> What is needed:
Gather every line from the rows below that contains the string "Target". Match it with case taken into account.

> Data supplied:
##########
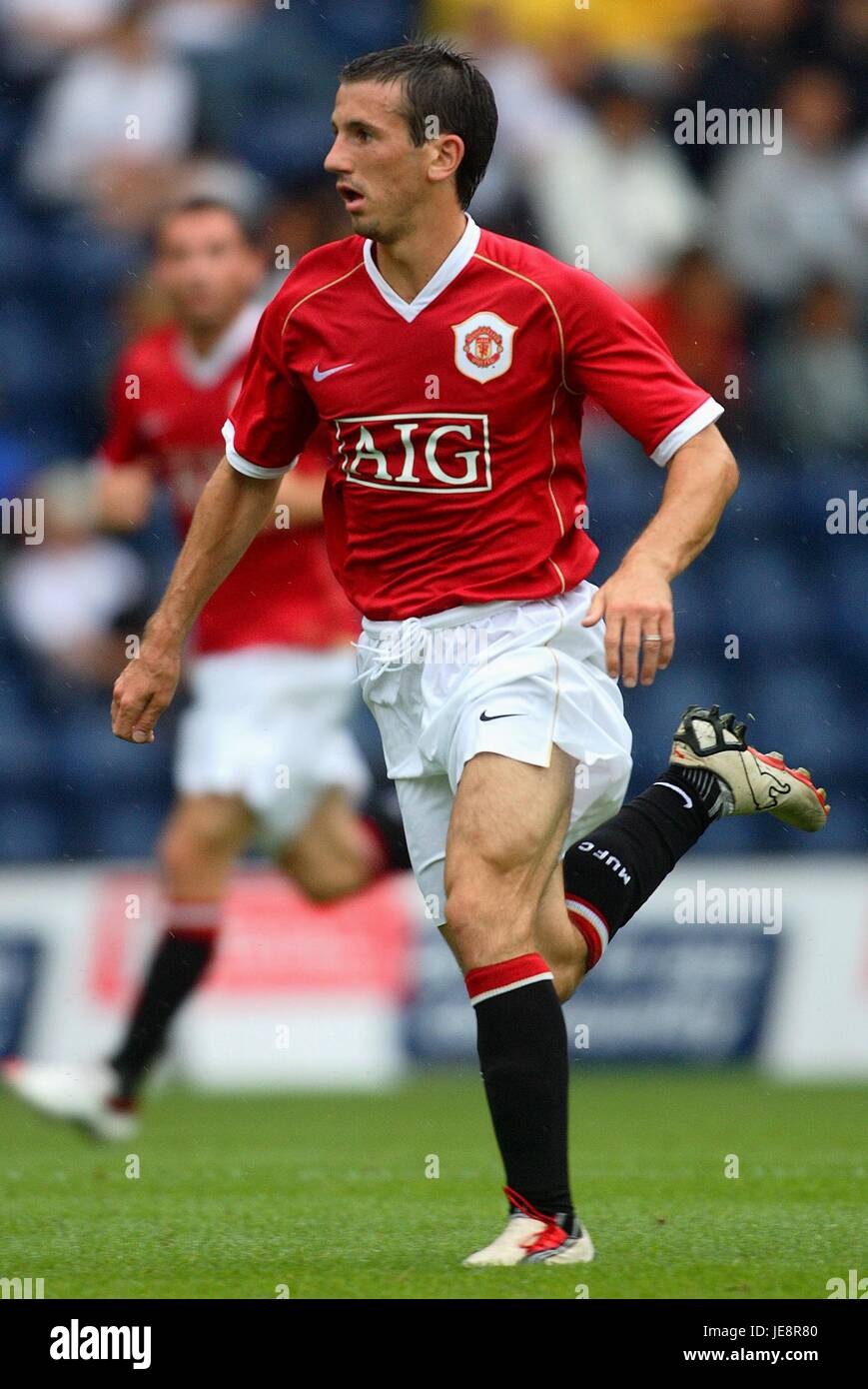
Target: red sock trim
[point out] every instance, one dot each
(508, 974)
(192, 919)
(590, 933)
##########
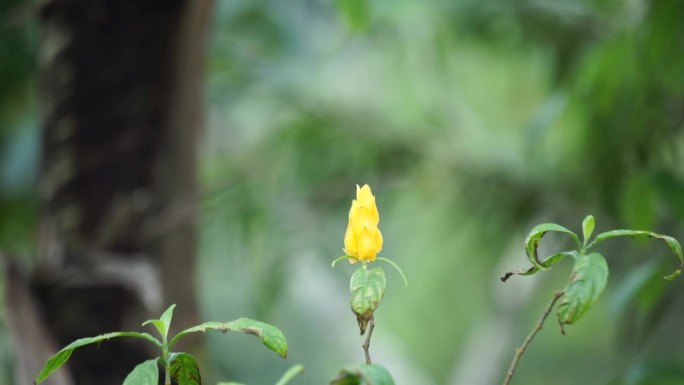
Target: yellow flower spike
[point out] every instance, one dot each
##########
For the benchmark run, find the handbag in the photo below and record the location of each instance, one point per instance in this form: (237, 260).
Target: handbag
##########
> Answer to the exercise:
Target: red sock trim
Target: yellow flower spike
Target: handbag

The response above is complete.